# WHAT YOU NEED TO DO:
Exclude the pictures and reproduce exactly the lines that run from the one holding "Provide the mask of every instance of the truck" to the end of the entries below.

# DATA SHOWN:

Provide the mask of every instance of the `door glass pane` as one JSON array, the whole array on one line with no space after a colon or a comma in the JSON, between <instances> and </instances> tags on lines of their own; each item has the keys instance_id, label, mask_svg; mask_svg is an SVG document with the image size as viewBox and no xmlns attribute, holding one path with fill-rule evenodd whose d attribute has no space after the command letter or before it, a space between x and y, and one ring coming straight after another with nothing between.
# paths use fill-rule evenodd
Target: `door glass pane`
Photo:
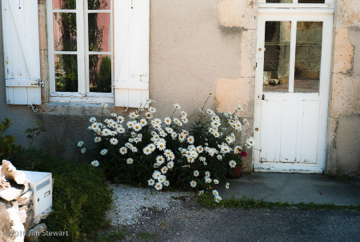
<instances>
[{"instance_id":1,"label":"door glass pane","mask_svg":"<svg viewBox=\"0 0 360 242\"><path fill-rule=\"evenodd\" d=\"M110 13L89 13L89 51L111 51Z\"/></svg>"},{"instance_id":2,"label":"door glass pane","mask_svg":"<svg viewBox=\"0 0 360 242\"><path fill-rule=\"evenodd\" d=\"M264 92L288 92L291 22L265 24Z\"/></svg>"},{"instance_id":3,"label":"door glass pane","mask_svg":"<svg viewBox=\"0 0 360 242\"><path fill-rule=\"evenodd\" d=\"M325 3L325 0L299 0L299 3Z\"/></svg>"},{"instance_id":4,"label":"door glass pane","mask_svg":"<svg viewBox=\"0 0 360 242\"><path fill-rule=\"evenodd\" d=\"M266 0L266 3L292 3L292 0Z\"/></svg>"},{"instance_id":5,"label":"door glass pane","mask_svg":"<svg viewBox=\"0 0 360 242\"><path fill-rule=\"evenodd\" d=\"M107 10L110 9L111 0L88 0L89 10Z\"/></svg>"},{"instance_id":6,"label":"door glass pane","mask_svg":"<svg viewBox=\"0 0 360 242\"><path fill-rule=\"evenodd\" d=\"M77 92L77 56L55 55L56 92Z\"/></svg>"},{"instance_id":7,"label":"door glass pane","mask_svg":"<svg viewBox=\"0 0 360 242\"><path fill-rule=\"evenodd\" d=\"M111 92L111 56L89 56L90 92Z\"/></svg>"},{"instance_id":8,"label":"door glass pane","mask_svg":"<svg viewBox=\"0 0 360 242\"><path fill-rule=\"evenodd\" d=\"M76 14L54 13L54 50L76 51Z\"/></svg>"},{"instance_id":9,"label":"door glass pane","mask_svg":"<svg viewBox=\"0 0 360 242\"><path fill-rule=\"evenodd\" d=\"M53 9L76 9L76 0L53 0Z\"/></svg>"},{"instance_id":10,"label":"door glass pane","mask_svg":"<svg viewBox=\"0 0 360 242\"><path fill-rule=\"evenodd\" d=\"M319 92L322 22L298 22L294 92Z\"/></svg>"}]
</instances>

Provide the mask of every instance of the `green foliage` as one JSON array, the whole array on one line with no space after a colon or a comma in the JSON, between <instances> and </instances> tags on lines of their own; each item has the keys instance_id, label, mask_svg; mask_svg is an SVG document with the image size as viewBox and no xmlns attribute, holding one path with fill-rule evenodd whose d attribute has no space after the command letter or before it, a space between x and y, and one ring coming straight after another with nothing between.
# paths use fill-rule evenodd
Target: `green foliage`
<instances>
[{"instance_id":1,"label":"green foliage","mask_svg":"<svg viewBox=\"0 0 360 242\"><path fill-rule=\"evenodd\" d=\"M136 238L138 239L144 239L144 240L153 240L156 237L156 233L146 233L146 232L141 232L136 234Z\"/></svg>"},{"instance_id":2,"label":"green foliage","mask_svg":"<svg viewBox=\"0 0 360 242\"><path fill-rule=\"evenodd\" d=\"M119 239L124 239L126 234L127 234L126 228L117 229L109 234L97 232L93 236L94 239L90 239L90 241L115 242Z\"/></svg>"},{"instance_id":3,"label":"green foliage","mask_svg":"<svg viewBox=\"0 0 360 242\"><path fill-rule=\"evenodd\" d=\"M326 210L356 210L360 211L360 205L344 205L338 206L334 204L315 204L315 203L287 203L287 202L264 202L263 200L255 201L253 198L242 197L237 199L232 197L231 199L223 199L219 203L214 203L213 196L209 194L203 194L197 196L197 201L199 204L205 208L216 208L216 207L225 207L225 208L268 208L268 209L279 209L287 207L296 207L301 210L314 210L314 209L326 209Z\"/></svg>"},{"instance_id":4,"label":"green foliage","mask_svg":"<svg viewBox=\"0 0 360 242\"><path fill-rule=\"evenodd\" d=\"M230 167L242 164L241 127L248 122L235 115L241 106L234 113L205 110L209 98L212 94L190 117L175 104L171 116L155 118L155 108L145 112L152 103L148 100L129 114L127 122L115 113L105 120L90 118L97 145L92 164L99 161L107 179L118 183L153 185L157 190L211 190L231 173ZM250 141L244 147L253 146Z\"/></svg>"},{"instance_id":5,"label":"green foliage","mask_svg":"<svg viewBox=\"0 0 360 242\"><path fill-rule=\"evenodd\" d=\"M38 125L38 127L35 128L35 126L33 126L31 129L27 129L25 131L25 134L28 134L26 136L26 138L29 139L30 141L30 150L32 149L32 146L34 144L34 141L36 140L36 138L42 133L42 132L45 132L46 129L44 127L44 125L41 123L40 120L36 120L36 124Z\"/></svg>"},{"instance_id":6,"label":"green foliage","mask_svg":"<svg viewBox=\"0 0 360 242\"><path fill-rule=\"evenodd\" d=\"M0 123L0 160L9 159L15 150L21 149L20 145L15 145L15 137L7 134L4 136L5 131L10 128L11 120L4 118Z\"/></svg>"},{"instance_id":7,"label":"green foliage","mask_svg":"<svg viewBox=\"0 0 360 242\"><path fill-rule=\"evenodd\" d=\"M53 212L45 223L50 231L69 231L69 237L61 239L82 240L85 234L108 225L105 212L110 207L112 191L101 170L36 150L17 154L12 162L18 169L52 172ZM43 239L59 240L60 237Z\"/></svg>"}]
</instances>

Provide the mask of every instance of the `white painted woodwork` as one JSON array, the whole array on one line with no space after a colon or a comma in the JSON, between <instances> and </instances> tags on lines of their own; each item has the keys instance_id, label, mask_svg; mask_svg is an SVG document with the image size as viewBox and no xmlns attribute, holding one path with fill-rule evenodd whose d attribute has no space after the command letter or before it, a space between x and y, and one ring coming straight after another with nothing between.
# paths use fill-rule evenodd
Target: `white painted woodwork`
<instances>
[{"instance_id":1,"label":"white painted woodwork","mask_svg":"<svg viewBox=\"0 0 360 242\"><path fill-rule=\"evenodd\" d=\"M37 0L2 0L6 102L41 104Z\"/></svg>"},{"instance_id":2,"label":"white painted woodwork","mask_svg":"<svg viewBox=\"0 0 360 242\"><path fill-rule=\"evenodd\" d=\"M139 107L149 98L149 0L114 2L115 106Z\"/></svg>"},{"instance_id":3,"label":"white painted woodwork","mask_svg":"<svg viewBox=\"0 0 360 242\"><path fill-rule=\"evenodd\" d=\"M267 5L267 4L266 4ZM322 173L325 163L333 9L259 9L254 171ZM276 14L275 14L276 13ZM263 92L266 21L291 21L289 90ZM319 93L294 93L298 21L323 22ZM264 94L264 100L262 95Z\"/></svg>"}]
</instances>

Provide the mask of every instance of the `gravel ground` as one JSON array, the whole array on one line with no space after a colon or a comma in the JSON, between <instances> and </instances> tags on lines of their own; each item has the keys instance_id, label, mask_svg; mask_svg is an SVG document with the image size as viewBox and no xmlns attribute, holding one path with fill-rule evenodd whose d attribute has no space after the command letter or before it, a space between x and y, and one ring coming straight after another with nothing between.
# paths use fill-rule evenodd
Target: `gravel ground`
<instances>
[{"instance_id":1,"label":"gravel ground","mask_svg":"<svg viewBox=\"0 0 360 242\"><path fill-rule=\"evenodd\" d=\"M112 187L118 241L360 241L359 211L206 209L192 193Z\"/></svg>"},{"instance_id":2,"label":"gravel ground","mask_svg":"<svg viewBox=\"0 0 360 242\"><path fill-rule=\"evenodd\" d=\"M162 210L169 208L170 203L178 206L180 201L172 197L193 195L189 192L161 192L122 184L110 184L110 187L114 194L112 209L107 213L107 218L112 226L135 224L147 208Z\"/></svg>"}]
</instances>

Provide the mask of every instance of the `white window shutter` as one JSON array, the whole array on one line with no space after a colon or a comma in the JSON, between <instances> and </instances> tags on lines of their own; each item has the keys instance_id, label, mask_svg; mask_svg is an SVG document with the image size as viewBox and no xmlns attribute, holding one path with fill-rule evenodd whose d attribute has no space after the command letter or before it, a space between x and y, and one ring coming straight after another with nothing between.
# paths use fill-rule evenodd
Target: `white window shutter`
<instances>
[{"instance_id":1,"label":"white window shutter","mask_svg":"<svg viewBox=\"0 0 360 242\"><path fill-rule=\"evenodd\" d=\"M41 104L38 0L2 0L6 102Z\"/></svg>"},{"instance_id":2,"label":"white window shutter","mask_svg":"<svg viewBox=\"0 0 360 242\"><path fill-rule=\"evenodd\" d=\"M149 98L150 0L114 1L115 106L139 107Z\"/></svg>"}]
</instances>

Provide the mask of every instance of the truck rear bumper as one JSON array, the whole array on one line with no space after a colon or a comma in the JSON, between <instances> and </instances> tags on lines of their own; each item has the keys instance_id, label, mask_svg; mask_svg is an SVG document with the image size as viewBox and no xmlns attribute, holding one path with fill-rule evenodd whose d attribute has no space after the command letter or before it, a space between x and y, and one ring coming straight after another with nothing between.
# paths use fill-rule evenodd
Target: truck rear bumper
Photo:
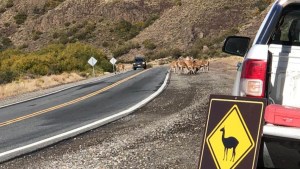
<instances>
[{"instance_id":1,"label":"truck rear bumper","mask_svg":"<svg viewBox=\"0 0 300 169\"><path fill-rule=\"evenodd\" d=\"M262 141L264 168L300 168L300 128L267 124Z\"/></svg>"},{"instance_id":2,"label":"truck rear bumper","mask_svg":"<svg viewBox=\"0 0 300 169\"><path fill-rule=\"evenodd\" d=\"M267 136L296 139L300 142L300 128L296 127L284 127L266 124L263 129L263 134Z\"/></svg>"}]
</instances>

# PROBLEM SOLUTION:
Provide the mask of every instance of the truck rear bumper as one JSON array, the whole array on one line with no space after a colon or a comma in the JSON, between <instances> and </instances> tags on lines of their own; each item has the keys instance_id, label, mask_svg; mask_svg is an SVG document with the image size as viewBox and no xmlns attribute, holding one path with fill-rule evenodd whose d attribute has no space after the command letter or before it, a space between x and y, and one ring coming straight after another with nothing between.
# paths use fill-rule evenodd
Target: truck rear bumper
Photo:
<instances>
[{"instance_id":1,"label":"truck rear bumper","mask_svg":"<svg viewBox=\"0 0 300 169\"><path fill-rule=\"evenodd\" d=\"M262 141L264 168L300 168L300 128L267 124Z\"/></svg>"},{"instance_id":2,"label":"truck rear bumper","mask_svg":"<svg viewBox=\"0 0 300 169\"><path fill-rule=\"evenodd\" d=\"M267 136L296 139L300 142L300 128L296 127L284 127L266 124L263 129L263 134Z\"/></svg>"}]
</instances>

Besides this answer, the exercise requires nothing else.